Tasks for this exercise:
A) In the conference takeaways text below, which organization is panelist Nate Benson from?
B) Continue the conference takeaways text below from its final sentence.

Excerpt:
..............................
We’re committed to giving you the content that means the most to you, so we went to this conference to learn a thing or two. We know that you value quality content—and we also know that many of you like a sneak peak inside Bak USA. So we thought we’d give you a glimpse of what we learned and how it can help us enhance our relationships.

We left the conference with pages and pages of notes and exciting new ideas. Here’s a list of the top 5 things we learned along the way.

Practice makes perfect.

Livestreaming is all the rage nowadays. But as Evan Dawson and Adam Chodak said during their opening keynote, you’ve got to be organized and practice if you want to nail it. Start with an outline and do a couple of dry runs before you sit down for the real deal.

Look for ways to add value.

Social media isn’t about talking at people. It’s about talking with them. And as panelist Emma Daitz told us during a session about telling stories and using quality content to shape a brand, it’s about finding ways to add value.

“I try to look for a positive way that I can add to the conversation instead of putting the same old thing out there. How can I bring a fresh perspective or bring value to the narrative?”
—Emma Daitz

And as panelist Nate Benson—from our hometown friends 43North—said during the session, using social media effectively means understanding your audience and knowing which platforms to find them on.

Connecting people goes beyond likes.

It’s one thing to have people “like” you on various social platforms. But it’s quite another when you can bring those digital followers together in person. That was the takeaway from a session on matching usernames to faces. Kevin Heffernan, one half of Buffalo’s own Rise Collaborative, talked about the importance of bringing people together in person because it can help bring about change, personal growth, and emotional connection.
..............................
Data for analysis:
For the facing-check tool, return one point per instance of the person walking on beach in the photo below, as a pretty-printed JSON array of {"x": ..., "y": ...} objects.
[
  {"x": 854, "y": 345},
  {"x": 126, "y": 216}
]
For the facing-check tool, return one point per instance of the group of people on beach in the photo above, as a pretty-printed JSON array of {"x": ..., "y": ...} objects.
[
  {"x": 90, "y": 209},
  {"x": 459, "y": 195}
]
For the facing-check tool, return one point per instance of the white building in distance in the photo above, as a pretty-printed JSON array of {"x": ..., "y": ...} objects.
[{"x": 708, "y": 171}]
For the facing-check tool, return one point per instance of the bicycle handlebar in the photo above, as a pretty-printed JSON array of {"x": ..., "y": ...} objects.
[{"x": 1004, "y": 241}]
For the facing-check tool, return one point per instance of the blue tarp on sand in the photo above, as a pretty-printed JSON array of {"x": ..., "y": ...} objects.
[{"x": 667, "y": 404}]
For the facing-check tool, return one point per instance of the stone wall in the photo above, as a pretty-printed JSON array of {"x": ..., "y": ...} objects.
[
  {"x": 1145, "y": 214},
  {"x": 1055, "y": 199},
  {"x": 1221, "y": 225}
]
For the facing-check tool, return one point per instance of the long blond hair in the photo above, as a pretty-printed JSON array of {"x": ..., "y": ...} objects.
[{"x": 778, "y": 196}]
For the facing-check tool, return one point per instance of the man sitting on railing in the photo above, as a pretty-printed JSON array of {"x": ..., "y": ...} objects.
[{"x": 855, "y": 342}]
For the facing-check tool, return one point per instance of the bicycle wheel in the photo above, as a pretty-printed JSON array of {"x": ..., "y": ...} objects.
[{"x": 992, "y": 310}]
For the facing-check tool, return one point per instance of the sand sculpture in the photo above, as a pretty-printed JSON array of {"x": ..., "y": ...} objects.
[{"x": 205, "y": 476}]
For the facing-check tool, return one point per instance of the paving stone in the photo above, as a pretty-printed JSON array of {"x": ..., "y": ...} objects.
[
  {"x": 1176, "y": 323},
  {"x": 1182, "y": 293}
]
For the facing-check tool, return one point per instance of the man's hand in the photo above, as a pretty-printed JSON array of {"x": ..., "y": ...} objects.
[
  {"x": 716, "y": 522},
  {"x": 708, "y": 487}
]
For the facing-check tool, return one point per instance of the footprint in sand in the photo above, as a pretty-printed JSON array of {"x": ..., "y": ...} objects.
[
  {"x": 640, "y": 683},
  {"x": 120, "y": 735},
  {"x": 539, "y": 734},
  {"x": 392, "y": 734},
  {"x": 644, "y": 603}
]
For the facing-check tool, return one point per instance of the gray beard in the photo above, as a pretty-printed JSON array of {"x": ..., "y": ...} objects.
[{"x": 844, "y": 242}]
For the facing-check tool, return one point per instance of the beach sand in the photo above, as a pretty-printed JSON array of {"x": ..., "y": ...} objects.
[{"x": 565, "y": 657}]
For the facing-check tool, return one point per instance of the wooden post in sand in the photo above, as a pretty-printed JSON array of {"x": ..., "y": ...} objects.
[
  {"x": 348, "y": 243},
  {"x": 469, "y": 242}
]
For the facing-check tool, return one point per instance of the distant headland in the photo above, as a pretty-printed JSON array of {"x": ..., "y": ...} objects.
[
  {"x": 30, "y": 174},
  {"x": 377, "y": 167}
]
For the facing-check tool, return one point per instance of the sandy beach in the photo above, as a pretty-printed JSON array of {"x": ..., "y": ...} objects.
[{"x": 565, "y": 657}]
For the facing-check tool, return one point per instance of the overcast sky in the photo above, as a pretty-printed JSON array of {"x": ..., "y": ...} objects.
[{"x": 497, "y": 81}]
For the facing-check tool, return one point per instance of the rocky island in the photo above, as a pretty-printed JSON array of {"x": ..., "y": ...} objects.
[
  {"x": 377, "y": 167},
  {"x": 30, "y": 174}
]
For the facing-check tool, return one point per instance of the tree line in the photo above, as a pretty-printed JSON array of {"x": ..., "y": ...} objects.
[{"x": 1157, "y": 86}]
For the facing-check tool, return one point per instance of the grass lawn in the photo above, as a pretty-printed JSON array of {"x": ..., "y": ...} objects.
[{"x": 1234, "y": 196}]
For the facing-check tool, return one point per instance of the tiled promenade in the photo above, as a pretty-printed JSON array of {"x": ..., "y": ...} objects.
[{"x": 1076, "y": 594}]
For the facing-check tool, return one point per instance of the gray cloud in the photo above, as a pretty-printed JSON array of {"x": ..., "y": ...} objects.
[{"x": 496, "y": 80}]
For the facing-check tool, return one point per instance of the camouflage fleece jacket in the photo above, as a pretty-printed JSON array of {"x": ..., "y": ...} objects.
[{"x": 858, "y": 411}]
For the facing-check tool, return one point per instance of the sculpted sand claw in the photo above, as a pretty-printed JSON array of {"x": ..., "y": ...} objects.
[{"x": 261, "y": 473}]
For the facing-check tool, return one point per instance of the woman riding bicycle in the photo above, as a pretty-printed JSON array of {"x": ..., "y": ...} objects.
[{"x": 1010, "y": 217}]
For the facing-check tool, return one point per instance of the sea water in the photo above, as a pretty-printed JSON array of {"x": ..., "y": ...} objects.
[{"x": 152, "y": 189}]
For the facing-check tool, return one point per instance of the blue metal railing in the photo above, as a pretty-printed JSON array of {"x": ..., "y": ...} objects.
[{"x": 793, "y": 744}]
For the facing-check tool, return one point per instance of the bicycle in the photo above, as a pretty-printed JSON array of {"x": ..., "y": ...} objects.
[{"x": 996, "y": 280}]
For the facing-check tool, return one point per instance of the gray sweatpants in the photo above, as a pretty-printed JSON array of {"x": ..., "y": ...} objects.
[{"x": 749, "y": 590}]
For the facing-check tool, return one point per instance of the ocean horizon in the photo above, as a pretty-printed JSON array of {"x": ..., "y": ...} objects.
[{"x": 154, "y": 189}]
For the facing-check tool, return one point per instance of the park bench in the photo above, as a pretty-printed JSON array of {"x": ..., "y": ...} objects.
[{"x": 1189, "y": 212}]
..............................
Results for the exercise:
A) 43North

B)
The possibilities are endless.

One of the most innovative sessions at the conference focused on virtual reality. As session panelist Kevin Siebert told us, the possibilities are almost literally endless. What delighted us was the potential that virtual reality represents for education (and you know we’ve got a soft spot for education). Imagine a biology class taught with virtual reality. Instead of looking at a picture of the human heart, a student could actually stand inside one and watch the blood move through the organ. Cool, right?

Images don’t tell the whole story.

As a general rule, photos have a happy home on social media. But what do you do when you’re sharing a charged, political, or difficult image? The curation team at the Eastman Museum asked themselves that question recently when they were putting together an exhibition featuring works by photographer Eugene Richards.

One of the best takeaways from the session came from Kate Meyers Emery, PhD, who handles digital engagement for the Eastman Museum.

“Think carefully about the image you’re sharing. And if it depicts a complex issue, ask yourself this: what’s the goal? Always try to start a conversation. Present the image in a way that prevents people from jumping to conclusions. Try to invite critical thinking. And when it comes to the caption, think carefully. Can you represent the story adequately? Can you provide enough context? If not, it may be better not to post.”
—Kate Meyers Emery

There’s more…

That’s not all of the great takeaways from the conference. Here are a few more:

As you can imagine, we were pretty pumped by the end of the day. It was one of those rare conferences full of straight talk and real-world advice. The folks from Upstate Social Sessions did a great job organizing it and the Bak Pack had a blast together.